_AIM OF THE EXERCISE_: Starting at the line that contains "Please tag the landing gear in" and ending at the last line below, write those lines out again with the requests included. Shift every x and y coordinate in the answers up by 43, and give only those lines.

◆ ◆ ◆ ◆ ◆ ◆ ◆

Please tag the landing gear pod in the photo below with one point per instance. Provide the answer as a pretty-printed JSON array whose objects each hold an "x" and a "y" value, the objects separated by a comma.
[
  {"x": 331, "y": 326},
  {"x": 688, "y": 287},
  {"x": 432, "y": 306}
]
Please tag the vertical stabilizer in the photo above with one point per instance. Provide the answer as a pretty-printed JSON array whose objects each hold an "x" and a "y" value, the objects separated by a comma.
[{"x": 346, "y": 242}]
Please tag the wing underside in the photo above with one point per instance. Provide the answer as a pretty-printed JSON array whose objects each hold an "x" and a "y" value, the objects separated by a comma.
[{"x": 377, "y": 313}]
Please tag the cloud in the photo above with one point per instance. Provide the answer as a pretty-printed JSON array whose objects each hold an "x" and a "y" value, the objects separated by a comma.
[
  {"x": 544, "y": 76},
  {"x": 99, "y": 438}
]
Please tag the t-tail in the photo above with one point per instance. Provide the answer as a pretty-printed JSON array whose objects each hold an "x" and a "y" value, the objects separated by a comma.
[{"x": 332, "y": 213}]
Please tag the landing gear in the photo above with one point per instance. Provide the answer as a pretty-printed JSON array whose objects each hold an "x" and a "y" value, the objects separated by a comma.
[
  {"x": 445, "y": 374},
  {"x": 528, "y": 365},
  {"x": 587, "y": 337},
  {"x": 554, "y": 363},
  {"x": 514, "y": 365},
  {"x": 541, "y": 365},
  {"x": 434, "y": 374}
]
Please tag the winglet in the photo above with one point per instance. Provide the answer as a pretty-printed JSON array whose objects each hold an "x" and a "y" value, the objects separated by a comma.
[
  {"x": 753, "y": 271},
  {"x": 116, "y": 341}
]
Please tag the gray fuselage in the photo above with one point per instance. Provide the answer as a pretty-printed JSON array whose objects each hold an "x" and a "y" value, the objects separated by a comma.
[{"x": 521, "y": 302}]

◆ ◆ ◆ ◆ ◆ ◆ ◆

_OUTPUT BELOW_:
Please tag the landing gear in the photo above with one point per instance. Provide the answer as a pretty-printed JSON array whose objects each hold an "x" and a "y" value, the objects separated by a comma.
[
  {"x": 488, "y": 417},
  {"x": 571, "y": 408},
  {"x": 630, "y": 380},
  {"x": 597, "y": 406},
  {"x": 557, "y": 408},
  {"x": 584, "y": 408},
  {"x": 477, "y": 417}
]
Please tag the winglet in the photo above with one point per instance. Provide the answer as a pretty-printed JSON array whose objects each hold an "x" and a "y" value, the objects separated by a comma.
[
  {"x": 796, "y": 314},
  {"x": 159, "y": 384}
]
Please tag the gray fuselage in the photo above with one point per instance. Provide the answer as a pretty-printed JSON array whose objects each hold an "x" and a "y" value, the objects separated by a comma.
[{"x": 564, "y": 345}]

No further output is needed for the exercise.